GOVERNANCE DOCUMENT INFORMATION
 
The KeyCorp Board of Directors Committee Charters, KeyCorp’s Corporate Governance Guidelines, KeyCorp’s Code of Ethics, KeyCorp’s Standards for Determining Independence of Directors, and KeyCorp’s Policy for Review of Transactions between KeyCorp and its Directors, Executive Officers, and Other Related Persons are posted on KeyCorp’s website: www.key.com/ir. Copies of these documents will be delivered, free of charge, to any shareholder who contacts KeyCorp’s Investor Relations Department at 216-689-4221.
 
SHAREHOLDER PROPOSALS FOR THE YEAR 2012
 
The deadline for shareholders to submit proposals to be considered for inclusion in the Proxy Statement for the 2012 Annual Meeting of Shareholders is December   , 2011. This deadline applies to proposals submitted for inclusion in KeyCorp’s proxy statement for the 2012 Annual Meeting under the provisions of Rule 14a-8 of the Exchange Act.

*DATA FOR PROCESSING*

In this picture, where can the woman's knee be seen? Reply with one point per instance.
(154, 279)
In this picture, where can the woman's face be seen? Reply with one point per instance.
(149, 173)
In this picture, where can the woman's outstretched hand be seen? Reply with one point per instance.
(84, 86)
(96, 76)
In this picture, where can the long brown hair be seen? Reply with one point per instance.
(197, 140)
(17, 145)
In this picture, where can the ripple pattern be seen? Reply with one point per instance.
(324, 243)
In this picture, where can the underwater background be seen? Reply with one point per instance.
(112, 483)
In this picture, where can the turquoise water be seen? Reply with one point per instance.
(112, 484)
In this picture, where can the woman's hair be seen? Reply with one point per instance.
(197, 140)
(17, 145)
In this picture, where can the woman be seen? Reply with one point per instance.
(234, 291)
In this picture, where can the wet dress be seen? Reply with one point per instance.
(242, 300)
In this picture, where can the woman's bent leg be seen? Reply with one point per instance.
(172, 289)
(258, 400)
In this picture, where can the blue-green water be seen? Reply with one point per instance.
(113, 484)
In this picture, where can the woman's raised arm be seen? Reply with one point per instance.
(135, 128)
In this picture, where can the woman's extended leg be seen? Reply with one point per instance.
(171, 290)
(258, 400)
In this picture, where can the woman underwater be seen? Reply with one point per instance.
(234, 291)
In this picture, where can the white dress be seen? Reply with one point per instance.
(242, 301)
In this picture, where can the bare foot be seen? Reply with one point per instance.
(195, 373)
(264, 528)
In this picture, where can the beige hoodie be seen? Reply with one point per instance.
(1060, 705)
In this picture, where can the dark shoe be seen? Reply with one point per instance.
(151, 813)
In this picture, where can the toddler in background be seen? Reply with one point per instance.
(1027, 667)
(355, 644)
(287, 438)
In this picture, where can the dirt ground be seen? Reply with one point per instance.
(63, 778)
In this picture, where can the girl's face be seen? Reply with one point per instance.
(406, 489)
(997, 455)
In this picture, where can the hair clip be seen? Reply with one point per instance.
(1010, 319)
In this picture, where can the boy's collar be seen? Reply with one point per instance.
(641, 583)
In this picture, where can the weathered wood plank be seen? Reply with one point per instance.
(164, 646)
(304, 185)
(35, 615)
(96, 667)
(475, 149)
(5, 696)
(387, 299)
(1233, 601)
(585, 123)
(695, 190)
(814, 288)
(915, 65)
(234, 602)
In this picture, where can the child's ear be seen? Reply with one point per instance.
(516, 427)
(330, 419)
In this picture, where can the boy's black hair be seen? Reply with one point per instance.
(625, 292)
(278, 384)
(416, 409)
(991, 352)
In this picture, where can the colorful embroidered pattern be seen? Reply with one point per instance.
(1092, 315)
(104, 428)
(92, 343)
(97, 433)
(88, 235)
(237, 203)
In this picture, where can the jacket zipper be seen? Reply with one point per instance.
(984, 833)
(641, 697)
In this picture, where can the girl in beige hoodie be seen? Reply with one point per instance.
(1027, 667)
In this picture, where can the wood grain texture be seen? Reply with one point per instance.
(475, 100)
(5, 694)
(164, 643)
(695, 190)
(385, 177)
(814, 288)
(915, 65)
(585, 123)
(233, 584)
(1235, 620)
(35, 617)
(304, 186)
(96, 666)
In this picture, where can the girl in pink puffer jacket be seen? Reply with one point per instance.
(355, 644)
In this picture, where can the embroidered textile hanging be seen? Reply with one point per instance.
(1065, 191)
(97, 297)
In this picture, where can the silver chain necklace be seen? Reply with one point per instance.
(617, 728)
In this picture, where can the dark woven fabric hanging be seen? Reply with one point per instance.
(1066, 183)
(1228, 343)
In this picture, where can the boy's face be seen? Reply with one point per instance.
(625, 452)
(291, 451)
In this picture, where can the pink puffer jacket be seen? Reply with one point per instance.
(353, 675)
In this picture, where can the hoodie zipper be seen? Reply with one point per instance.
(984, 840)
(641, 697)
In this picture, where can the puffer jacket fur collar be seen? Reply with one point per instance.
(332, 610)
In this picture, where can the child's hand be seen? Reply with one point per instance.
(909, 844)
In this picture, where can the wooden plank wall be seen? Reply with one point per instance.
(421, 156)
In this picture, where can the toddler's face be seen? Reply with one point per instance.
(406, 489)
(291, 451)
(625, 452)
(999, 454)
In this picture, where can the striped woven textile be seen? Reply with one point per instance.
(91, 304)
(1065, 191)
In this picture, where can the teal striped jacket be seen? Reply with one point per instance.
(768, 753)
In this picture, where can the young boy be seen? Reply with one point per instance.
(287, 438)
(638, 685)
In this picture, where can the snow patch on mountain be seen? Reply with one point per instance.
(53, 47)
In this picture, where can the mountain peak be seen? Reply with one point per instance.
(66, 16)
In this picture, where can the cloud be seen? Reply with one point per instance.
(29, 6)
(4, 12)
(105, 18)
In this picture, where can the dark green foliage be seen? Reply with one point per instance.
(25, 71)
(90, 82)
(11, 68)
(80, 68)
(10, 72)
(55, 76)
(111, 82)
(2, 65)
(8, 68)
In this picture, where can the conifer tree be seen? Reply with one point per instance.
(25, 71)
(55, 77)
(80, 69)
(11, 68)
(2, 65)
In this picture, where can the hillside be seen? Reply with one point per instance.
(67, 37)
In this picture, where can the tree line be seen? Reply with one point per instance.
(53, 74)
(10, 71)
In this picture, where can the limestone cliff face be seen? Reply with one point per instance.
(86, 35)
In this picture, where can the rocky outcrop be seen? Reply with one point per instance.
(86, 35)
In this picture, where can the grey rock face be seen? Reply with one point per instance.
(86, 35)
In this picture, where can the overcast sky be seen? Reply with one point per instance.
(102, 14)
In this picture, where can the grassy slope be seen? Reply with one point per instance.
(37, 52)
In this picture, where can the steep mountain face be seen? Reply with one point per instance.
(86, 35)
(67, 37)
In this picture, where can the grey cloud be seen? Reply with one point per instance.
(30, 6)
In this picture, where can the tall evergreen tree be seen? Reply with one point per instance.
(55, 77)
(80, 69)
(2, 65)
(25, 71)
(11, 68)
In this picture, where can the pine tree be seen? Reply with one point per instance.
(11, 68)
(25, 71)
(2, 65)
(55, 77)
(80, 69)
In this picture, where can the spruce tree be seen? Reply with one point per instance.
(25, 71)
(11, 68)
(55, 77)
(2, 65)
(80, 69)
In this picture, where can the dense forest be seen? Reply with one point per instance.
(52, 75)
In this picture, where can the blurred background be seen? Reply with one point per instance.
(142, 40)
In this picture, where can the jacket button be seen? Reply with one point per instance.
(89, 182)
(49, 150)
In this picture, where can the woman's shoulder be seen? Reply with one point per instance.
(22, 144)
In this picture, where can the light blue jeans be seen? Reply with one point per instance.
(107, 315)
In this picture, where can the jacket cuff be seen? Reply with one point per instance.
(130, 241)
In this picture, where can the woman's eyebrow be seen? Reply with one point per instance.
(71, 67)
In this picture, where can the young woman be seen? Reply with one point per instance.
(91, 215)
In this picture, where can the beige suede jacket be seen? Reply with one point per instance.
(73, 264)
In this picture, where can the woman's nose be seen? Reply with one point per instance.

==

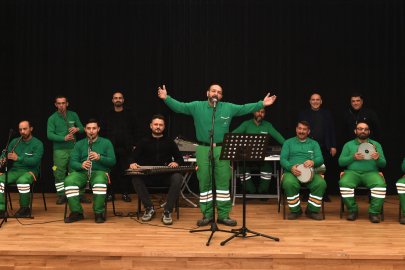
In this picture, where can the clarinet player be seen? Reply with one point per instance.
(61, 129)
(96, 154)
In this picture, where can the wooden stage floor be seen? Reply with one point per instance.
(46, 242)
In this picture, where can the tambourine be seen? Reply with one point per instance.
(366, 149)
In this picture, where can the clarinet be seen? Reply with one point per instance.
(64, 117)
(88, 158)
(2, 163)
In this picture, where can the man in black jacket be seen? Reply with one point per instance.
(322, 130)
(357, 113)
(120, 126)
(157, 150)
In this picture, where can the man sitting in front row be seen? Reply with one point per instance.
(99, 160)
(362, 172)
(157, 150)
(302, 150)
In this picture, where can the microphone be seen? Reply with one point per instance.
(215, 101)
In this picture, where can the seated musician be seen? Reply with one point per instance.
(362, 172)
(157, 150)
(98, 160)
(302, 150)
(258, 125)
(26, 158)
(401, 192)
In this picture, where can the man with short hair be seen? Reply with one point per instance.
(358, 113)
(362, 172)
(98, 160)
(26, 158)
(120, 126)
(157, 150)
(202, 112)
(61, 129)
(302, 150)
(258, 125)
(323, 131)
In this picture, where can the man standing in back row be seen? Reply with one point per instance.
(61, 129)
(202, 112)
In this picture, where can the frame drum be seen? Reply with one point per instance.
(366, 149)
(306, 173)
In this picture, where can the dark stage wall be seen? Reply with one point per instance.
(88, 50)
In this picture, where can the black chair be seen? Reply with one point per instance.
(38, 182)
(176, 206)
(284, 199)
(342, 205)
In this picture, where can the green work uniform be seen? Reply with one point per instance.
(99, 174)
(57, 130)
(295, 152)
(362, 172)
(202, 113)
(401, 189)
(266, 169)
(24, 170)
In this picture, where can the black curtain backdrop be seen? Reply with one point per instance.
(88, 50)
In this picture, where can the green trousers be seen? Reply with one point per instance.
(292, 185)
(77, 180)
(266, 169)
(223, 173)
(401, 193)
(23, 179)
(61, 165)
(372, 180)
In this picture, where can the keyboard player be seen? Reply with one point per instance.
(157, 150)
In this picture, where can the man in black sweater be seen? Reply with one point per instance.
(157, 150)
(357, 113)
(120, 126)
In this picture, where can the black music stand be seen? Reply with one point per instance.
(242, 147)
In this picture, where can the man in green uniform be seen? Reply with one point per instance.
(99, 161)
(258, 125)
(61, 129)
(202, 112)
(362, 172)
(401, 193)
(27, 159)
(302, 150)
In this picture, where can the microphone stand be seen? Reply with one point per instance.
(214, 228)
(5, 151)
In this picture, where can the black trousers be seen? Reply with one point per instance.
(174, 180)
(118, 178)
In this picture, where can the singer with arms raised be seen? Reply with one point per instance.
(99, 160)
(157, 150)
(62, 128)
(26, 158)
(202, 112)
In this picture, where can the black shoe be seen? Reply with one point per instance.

*SET TASKS*
A. State how many lines of the entries contain the word "pink", counting only matches with the same case, and give only the number.
B. Continue the KeyCorp proxy statement text from the point where it stops.

*ANSWER LIST*
A. 2

B.
Proposals of shareholders submitted outside the process of Rule 14a-8 under the Exchange Act in connection with the 2012 Annual Meeting must be received by the Secretary of KeyCorp no fewer than 60 and no more than 90 days before the annual meeting. KeyCorp’s Regulations require, among other things, that the shareholder set forth the text of the proposal to be presented and a brief written statement of the reasons why the shareholder favors the proposal. The proposal must also set forth the shareholder’s name, record address, the number and class of all shares of each class of KeyCorp stock beneficially owned by such shareholder and any material interest of such shareholder in the proposal.
 
The KeyCorp proxy relating to the 2012 Annual Meeting of KeyCorp will give discretionary authority to the proxy holders to vote with respect to all proposals submitted outside the process of Rule 14a-8 that are not presented in accordance with the KeyCorp Regulations.
 
HOUSEHOLDING INFORMATION
 
Only one Annual Report and Proxy Statement is being delivered to multiple shareholders sharing an address unless KeyCorp received contrary instructions from one or more of the shareholders.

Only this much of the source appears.